» Stored data:

----------------

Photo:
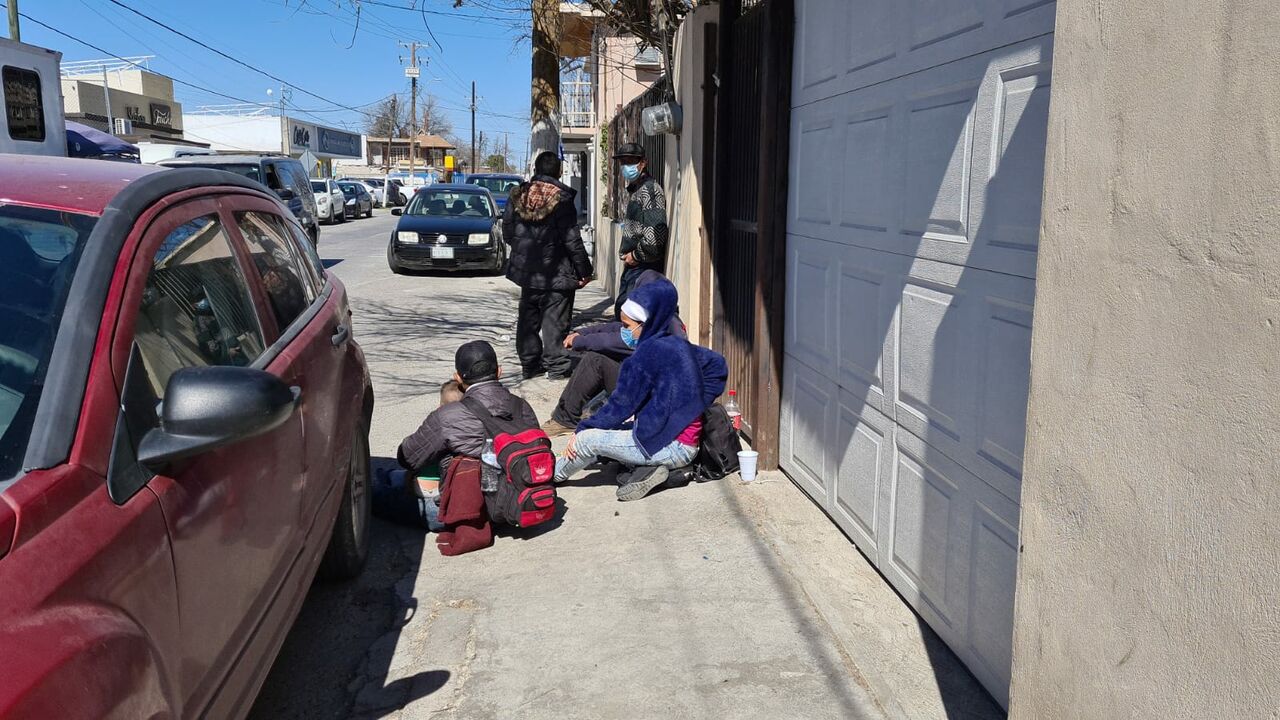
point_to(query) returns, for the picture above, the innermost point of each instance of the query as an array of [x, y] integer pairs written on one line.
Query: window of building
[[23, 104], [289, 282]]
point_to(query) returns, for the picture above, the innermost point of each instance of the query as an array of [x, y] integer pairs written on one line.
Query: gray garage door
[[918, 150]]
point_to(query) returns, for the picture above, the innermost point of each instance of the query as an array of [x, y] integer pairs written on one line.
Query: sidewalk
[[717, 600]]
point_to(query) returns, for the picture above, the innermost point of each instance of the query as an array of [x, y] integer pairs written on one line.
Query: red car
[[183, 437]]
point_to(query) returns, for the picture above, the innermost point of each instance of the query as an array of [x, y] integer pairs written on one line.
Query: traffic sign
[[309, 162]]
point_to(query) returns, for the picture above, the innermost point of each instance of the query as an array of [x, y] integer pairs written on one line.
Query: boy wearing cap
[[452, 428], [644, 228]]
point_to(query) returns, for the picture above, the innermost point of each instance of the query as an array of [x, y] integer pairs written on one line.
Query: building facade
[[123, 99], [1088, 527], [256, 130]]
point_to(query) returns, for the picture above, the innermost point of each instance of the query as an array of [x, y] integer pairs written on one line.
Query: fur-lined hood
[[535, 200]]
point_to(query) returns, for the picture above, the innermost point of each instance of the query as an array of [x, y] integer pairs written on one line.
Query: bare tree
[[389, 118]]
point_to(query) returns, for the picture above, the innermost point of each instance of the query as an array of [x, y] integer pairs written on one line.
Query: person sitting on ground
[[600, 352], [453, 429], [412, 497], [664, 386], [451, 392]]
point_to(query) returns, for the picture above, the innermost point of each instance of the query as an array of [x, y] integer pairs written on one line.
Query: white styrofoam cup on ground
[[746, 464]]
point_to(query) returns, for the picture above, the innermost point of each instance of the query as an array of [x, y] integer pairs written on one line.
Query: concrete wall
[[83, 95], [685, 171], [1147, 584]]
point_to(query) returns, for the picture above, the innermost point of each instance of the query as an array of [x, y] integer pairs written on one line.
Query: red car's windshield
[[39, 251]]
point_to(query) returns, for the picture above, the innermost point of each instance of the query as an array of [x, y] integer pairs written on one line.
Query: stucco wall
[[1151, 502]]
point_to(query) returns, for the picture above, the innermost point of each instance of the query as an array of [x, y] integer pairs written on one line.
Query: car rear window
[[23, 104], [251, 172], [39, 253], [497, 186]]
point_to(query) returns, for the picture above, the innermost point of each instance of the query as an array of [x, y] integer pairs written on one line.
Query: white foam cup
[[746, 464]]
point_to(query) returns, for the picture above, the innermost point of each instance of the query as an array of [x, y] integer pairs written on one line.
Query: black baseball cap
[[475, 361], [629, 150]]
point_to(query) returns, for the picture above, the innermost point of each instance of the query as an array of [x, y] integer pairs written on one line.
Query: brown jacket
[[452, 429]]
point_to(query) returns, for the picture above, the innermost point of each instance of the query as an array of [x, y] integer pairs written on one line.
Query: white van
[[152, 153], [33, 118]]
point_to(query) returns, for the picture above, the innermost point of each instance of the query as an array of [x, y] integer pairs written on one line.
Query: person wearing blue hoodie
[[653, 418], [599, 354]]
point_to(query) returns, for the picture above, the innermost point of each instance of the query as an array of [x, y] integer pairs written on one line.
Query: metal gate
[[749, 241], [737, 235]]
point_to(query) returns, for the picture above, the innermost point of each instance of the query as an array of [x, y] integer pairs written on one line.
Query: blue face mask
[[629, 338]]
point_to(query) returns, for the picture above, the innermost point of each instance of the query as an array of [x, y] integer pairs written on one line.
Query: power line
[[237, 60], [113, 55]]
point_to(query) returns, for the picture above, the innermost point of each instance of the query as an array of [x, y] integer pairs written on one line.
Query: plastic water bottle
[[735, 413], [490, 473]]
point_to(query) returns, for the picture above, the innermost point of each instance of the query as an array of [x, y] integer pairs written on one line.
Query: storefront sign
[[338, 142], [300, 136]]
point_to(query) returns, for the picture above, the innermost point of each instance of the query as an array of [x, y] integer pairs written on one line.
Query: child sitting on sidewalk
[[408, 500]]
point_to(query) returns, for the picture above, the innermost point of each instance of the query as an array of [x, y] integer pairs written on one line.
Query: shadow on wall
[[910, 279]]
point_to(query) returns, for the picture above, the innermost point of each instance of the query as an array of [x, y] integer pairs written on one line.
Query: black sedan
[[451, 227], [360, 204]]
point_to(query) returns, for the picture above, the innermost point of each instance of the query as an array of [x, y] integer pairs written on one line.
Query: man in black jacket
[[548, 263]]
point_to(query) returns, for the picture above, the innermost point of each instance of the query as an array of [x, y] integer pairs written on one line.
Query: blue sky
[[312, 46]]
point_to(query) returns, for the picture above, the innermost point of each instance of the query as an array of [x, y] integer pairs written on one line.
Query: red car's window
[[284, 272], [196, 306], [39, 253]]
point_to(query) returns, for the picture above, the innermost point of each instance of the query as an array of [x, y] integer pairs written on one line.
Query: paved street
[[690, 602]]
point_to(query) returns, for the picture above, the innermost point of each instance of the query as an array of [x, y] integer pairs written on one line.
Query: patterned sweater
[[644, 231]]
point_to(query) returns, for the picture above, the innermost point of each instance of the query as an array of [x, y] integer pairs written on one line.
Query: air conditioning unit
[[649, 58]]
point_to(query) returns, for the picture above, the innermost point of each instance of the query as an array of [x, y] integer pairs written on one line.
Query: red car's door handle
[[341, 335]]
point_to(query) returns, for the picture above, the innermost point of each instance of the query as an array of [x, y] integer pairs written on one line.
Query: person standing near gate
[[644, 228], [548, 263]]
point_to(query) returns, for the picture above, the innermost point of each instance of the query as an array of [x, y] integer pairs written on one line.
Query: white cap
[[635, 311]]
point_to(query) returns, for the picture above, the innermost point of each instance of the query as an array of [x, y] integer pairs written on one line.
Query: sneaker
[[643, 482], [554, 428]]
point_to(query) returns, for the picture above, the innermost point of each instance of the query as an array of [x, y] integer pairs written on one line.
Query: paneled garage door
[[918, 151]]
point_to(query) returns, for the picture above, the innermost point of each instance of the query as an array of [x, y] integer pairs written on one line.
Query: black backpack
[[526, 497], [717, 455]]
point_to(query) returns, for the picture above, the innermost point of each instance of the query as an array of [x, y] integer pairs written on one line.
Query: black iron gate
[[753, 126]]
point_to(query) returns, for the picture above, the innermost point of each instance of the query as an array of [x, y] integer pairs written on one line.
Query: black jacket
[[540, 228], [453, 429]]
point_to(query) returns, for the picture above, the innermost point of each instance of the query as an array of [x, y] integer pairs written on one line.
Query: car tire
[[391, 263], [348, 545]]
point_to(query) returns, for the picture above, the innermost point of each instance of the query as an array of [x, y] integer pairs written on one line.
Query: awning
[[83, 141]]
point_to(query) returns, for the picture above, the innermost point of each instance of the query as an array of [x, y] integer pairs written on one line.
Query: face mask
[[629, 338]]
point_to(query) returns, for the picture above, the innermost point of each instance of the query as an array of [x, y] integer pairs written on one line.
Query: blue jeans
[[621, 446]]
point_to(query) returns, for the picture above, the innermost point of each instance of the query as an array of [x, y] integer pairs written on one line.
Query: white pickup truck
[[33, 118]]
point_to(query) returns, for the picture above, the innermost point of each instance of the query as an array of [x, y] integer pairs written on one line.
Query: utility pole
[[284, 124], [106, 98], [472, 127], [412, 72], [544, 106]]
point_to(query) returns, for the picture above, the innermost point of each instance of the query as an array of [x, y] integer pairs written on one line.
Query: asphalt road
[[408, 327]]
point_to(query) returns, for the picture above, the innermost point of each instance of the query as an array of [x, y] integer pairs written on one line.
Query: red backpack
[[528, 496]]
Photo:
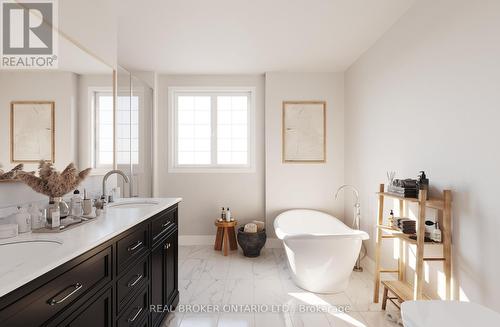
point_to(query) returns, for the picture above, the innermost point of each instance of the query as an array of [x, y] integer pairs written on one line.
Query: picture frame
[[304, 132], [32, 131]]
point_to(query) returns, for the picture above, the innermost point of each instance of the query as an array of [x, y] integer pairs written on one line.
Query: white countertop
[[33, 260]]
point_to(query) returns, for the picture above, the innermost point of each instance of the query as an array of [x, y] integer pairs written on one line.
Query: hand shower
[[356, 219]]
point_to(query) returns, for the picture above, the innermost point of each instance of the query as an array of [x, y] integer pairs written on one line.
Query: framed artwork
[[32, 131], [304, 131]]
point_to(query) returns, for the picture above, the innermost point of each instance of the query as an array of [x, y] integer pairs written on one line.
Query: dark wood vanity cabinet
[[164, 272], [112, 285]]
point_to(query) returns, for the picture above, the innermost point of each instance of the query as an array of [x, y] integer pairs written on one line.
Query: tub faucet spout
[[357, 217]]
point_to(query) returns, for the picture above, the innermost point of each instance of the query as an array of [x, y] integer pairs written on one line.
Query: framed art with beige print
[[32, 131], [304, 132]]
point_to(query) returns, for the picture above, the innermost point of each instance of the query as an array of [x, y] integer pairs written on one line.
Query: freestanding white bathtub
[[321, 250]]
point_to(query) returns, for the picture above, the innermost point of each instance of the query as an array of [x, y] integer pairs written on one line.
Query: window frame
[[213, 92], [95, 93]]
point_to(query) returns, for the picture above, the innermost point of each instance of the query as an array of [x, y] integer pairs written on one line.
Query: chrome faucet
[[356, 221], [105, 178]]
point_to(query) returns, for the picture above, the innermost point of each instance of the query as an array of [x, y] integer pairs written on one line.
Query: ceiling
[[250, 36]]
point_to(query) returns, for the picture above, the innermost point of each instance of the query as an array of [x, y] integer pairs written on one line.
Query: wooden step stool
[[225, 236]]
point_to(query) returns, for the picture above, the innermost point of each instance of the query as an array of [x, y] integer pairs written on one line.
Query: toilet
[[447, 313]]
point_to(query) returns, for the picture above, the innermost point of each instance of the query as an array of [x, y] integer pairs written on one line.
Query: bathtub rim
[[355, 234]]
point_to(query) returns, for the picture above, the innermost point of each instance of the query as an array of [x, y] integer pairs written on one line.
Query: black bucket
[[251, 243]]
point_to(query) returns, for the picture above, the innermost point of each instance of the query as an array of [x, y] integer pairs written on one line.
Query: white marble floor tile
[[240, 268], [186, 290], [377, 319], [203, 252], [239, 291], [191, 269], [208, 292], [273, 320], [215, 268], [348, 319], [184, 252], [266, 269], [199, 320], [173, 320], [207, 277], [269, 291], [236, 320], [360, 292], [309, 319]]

----------------

» What you need to do:
Nothing but the lines from the one with "Query: toilet" to the last line of the data should appear in the answer, each exactly as it stands.

» Your response:
Query: toilet
[[447, 313]]
point_to(query) returns, for the picture above, the innermost point of each instance of the query as an array of [x, y] integer pairs written on one line.
Query: bathtub rim
[[355, 234]]
point_to(query) returns, for the picture above, the innermost point of each instance of the query as an array of [x, y] integer pairs written on one line.
Query: black bucket
[[251, 243]]
point_to(query) returns, for the picture above, the innermost point of each instance of the query as an array of [x, y] integer pairs written on one line.
Query: white marble floor tile
[[240, 268], [186, 290], [377, 319], [203, 252], [239, 291], [191, 269], [208, 292], [273, 320], [215, 268], [348, 319], [184, 252], [266, 269], [199, 320], [173, 320], [207, 277], [269, 291], [236, 320], [360, 292], [309, 319]]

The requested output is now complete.